— Travail demandé —
Produis un CSV à deux colonnes, texte et reponse, couvrant le matériel depuis la ligne qui contient « Locate every instance of the black shoe » jusqu'à la fin du matériel, ces deux bornes comprises. Chaque ligne associe un texte à sa réponse, chacun placé dans un seul champ entre guillemets, avec les sauts de ligne remplacés par des espaces.

— Données de la tâche —
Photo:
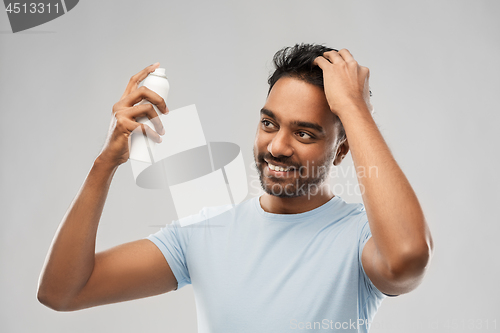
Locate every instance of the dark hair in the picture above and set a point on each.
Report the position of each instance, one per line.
(297, 62)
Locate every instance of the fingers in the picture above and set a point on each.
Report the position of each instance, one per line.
(333, 57)
(144, 93)
(129, 126)
(321, 62)
(346, 55)
(137, 78)
(146, 110)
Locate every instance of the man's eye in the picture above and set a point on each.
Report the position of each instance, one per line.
(304, 135)
(267, 123)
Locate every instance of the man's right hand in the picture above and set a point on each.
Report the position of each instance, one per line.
(125, 112)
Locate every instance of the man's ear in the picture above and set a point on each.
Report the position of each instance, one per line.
(342, 150)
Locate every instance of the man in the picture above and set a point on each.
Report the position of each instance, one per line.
(298, 257)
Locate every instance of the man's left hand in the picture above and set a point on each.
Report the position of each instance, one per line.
(346, 82)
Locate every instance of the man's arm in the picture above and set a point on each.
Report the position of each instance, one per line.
(396, 256)
(74, 276)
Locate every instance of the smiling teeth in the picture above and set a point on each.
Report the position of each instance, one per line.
(277, 168)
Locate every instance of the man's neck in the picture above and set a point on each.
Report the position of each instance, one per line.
(296, 205)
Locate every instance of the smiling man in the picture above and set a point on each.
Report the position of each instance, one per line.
(298, 257)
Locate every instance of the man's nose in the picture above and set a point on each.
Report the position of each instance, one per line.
(280, 145)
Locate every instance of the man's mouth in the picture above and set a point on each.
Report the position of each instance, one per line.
(279, 168)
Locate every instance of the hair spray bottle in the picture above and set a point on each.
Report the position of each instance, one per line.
(142, 148)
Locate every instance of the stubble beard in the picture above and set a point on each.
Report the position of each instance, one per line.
(306, 180)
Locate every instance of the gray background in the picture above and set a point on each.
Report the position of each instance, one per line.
(435, 78)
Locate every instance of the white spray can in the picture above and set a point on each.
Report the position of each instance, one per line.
(142, 148)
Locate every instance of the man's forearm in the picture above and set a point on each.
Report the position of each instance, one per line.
(397, 222)
(70, 259)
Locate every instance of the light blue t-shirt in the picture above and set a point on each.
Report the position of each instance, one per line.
(254, 271)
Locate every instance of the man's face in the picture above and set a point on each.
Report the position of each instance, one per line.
(296, 132)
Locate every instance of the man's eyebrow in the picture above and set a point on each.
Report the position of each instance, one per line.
(306, 124)
(318, 128)
(268, 113)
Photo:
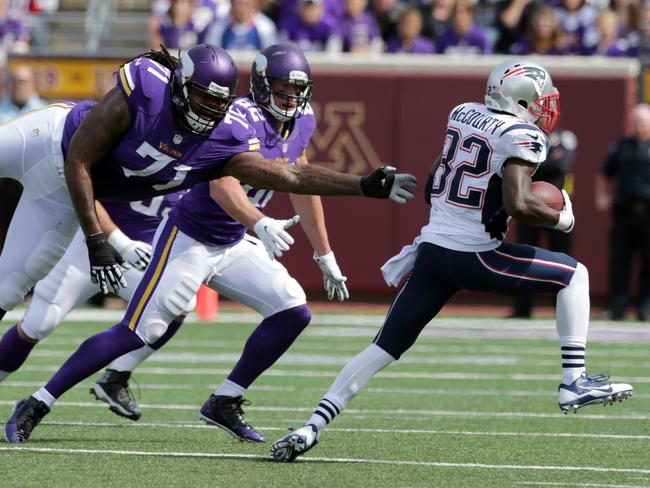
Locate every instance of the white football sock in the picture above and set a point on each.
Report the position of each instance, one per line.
(351, 380)
(572, 322)
(44, 396)
(229, 388)
(131, 360)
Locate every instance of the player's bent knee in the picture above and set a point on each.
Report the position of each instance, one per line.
(181, 298)
(289, 295)
(580, 276)
(41, 319)
(153, 331)
(189, 308)
(13, 290)
(45, 256)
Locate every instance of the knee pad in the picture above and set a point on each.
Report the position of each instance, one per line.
(190, 306)
(580, 276)
(288, 295)
(40, 320)
(46, 254)
(153, 330)
(13, 290)
(182, 298)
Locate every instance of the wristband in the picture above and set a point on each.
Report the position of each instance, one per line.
(119, 240)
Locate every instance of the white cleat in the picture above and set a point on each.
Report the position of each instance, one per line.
(590, 390)
(295, 444)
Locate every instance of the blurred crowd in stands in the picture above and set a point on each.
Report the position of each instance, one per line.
(554, 27)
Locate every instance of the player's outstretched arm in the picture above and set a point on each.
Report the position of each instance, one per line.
(230, 196)
(312, 219)
(519, 200)
(309, 179)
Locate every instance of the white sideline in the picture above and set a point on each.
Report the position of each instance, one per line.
(378, 411)
(196, 425)
(392, 462)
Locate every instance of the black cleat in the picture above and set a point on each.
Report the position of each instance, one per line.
(113, 388)
(226, 413)
(26, 415)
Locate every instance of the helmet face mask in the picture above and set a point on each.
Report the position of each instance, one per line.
(280, 81)
(524, 89)
(203, 87)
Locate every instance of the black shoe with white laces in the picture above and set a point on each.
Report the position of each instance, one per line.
(113, 388)
(26, 415)
(226, 413)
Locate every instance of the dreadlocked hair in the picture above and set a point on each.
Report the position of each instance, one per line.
(161, 56)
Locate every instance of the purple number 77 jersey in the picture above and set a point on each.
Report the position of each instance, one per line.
(200, 217)
(156, 156)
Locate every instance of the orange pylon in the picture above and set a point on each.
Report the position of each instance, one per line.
(207, 304)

— Solution complète —
texte,reponse
"Locate every instance of the black shoe with white laces in the picture above and set a point on each. Report the position of each instance, one per line.","(113, 388) (26, 415) (226, 413)"
"Locate every instance of the dreadlocked hair in the picture above and set a point on each. Report the position of each instance, one per line.","(161, 56)"
"Locate every instance of the purple number 77 jersey in the picture above and set a point on each. Report the position of each instance, one per line.","(200, 217) (156, 156)"
"Locate every instance of the orange pylon in the picture above and set a point on each. Report the position of each instance, one per line.","(207, 304)"